PROBLEM TO SOLVE: Rewrite the data from its beginning through the line containing "x=447, y=350", both included, substituting "Required" for each "Wanted" and changing nothing else.

TASK DATA:
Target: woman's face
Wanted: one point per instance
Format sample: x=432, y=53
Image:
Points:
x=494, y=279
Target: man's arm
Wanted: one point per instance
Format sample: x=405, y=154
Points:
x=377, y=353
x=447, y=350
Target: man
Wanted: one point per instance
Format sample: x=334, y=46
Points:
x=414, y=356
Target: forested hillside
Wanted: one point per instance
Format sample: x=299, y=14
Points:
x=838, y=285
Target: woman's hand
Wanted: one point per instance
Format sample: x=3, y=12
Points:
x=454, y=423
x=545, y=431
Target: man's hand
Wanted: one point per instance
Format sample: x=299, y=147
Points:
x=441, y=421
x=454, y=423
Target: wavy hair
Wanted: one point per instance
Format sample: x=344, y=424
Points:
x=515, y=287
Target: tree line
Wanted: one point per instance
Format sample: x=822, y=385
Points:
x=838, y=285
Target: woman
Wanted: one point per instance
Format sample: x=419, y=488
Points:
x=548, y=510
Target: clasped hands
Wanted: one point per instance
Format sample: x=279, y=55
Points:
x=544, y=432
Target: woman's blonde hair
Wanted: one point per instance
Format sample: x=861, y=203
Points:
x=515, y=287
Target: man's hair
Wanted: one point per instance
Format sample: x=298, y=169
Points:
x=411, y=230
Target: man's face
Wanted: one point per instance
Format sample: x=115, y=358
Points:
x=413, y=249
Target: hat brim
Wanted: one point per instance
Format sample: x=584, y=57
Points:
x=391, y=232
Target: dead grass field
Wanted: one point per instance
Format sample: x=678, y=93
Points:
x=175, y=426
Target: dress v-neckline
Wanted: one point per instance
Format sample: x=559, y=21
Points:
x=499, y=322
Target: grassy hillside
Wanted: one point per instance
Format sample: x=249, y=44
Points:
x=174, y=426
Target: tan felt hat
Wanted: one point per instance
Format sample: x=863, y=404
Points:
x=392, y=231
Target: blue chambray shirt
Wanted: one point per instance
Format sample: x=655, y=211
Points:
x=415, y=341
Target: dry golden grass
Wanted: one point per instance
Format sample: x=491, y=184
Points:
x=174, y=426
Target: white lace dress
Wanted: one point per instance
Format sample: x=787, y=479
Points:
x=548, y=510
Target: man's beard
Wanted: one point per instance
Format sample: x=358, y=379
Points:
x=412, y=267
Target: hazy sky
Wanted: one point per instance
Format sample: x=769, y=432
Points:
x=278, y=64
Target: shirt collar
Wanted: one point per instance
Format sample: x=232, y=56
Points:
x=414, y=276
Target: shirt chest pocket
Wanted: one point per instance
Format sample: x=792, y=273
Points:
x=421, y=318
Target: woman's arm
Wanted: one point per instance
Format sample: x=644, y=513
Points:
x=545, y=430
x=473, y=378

RESULT BELOW:
Target: woman's face
Required: one point per instance
Format sample: x=432, y=53
Image:
Points:
x=494, y=279
Target: man's arm
Required: one point per instance
Format sample: x=405, y=154
Points:
x=377, y=353
x=447, y=350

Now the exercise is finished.